:: Directives ::
a – From the post on training, reproduce word for word the passage starting with "In the previous" and going on through "is Central Park.".
b – Answer these questions from the post on training:
(i) On what date was the post published?
(ii) In the example about benches in Central Park, what is the main entity in the more plausible case?
(iii) When John says 3, what number should Bob say back?

:: Document segment ::
* * * * * * *

I have two options now: find out how to improve on the 61% as much as possible or start working on the other half of the problem, getting the "property" out of the KDG. The latter is more interesting but I'm not sure if it's even possible.

Thursday, April 14, 2016

A more in-depth look at training

In the previous post, I explained the system I'm using to train a main-entity extraction model, but in very general terms. Here is a more detailed explanation.

The notion of "main entity" of a question is vague. Consider the following question: "How many benches are in Central Park?" Is the question asking about benches or Central Park? The answer comes from how information is structured in Freebase. If there was a topic in Freebase for benches and it had a property that represented the number of benches in Central Park, then it would be logical to call "benches" the main entity of the question. However, it is more likely that there is a topic in Freebase for Central Park and it has a property that represents the number of benches. In this (more plausible) case, the main entity is Central Park.

If you don't leverage some kind of training system and just read questions without any prior knowledge, you will run into this problem. I know that because I did during the earlier stages of this project; I tried to just look at the KDG of the sentence and guess where the main entity was. This turned out to be a terribly inaccurate process. With training, however, my system gets an idea of where the main entity is located based on question structure, so it reduces the amount of "guessing" you have to do.

"Training" is a vague term too, when it comes to computers. When I refer to training, I mean the following: feeding a system a number of (input, desired_output) pairs and getting back a model that can guess desired_output based on input that it hasn't already seen before. Here is a simple example. John is training Bob. Bob knows that when John says a number, he should say a number back; input is a number and desired_output is a number. John tells him that when he hears 2, he should say 4; when he hears 3, he should say 6; when he hears 4, he should hear 8; and continues this for a hundred more numbers or so. By now, Bob has a pretty good idea of what to do even if he doesn't know the exact desired output for the input he is given; just double the input. To test him, John tells him "1" and he correctly responds "2" even though he had never seen that example before. Based on training data supplied by John, Bob has created a model of the system John has designed.

* * * * * * *

:: Provided material ::
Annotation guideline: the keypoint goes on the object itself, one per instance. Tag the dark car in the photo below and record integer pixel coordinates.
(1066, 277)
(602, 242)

* * * * * * *

:: Results of the tasks ::
a –
In the previous post, I explained the system I'm using to train a main-entity extraction model, but in very general terms. Here is a more detailed explanation.

The notion of "main entity" of a question is vague. Consider the following question: "How many benches are in Central Park?" Is the question asking about benches or Central Park? The answer comes from how information is structured in Freebase. If there was a topic in Freebase for benches and it had a property that represented the number of benches in Central Park, then it would be logical to call "benches" the main entity of the question. However, it is more likely that there is a topic in Freebase for Central Park and it has a property that represents the number of benches. In this (more plausible) case, the main entity is Central Park.

b –
(i) Thursday, April 14, 2016
(ii) Central Park
(iii) 6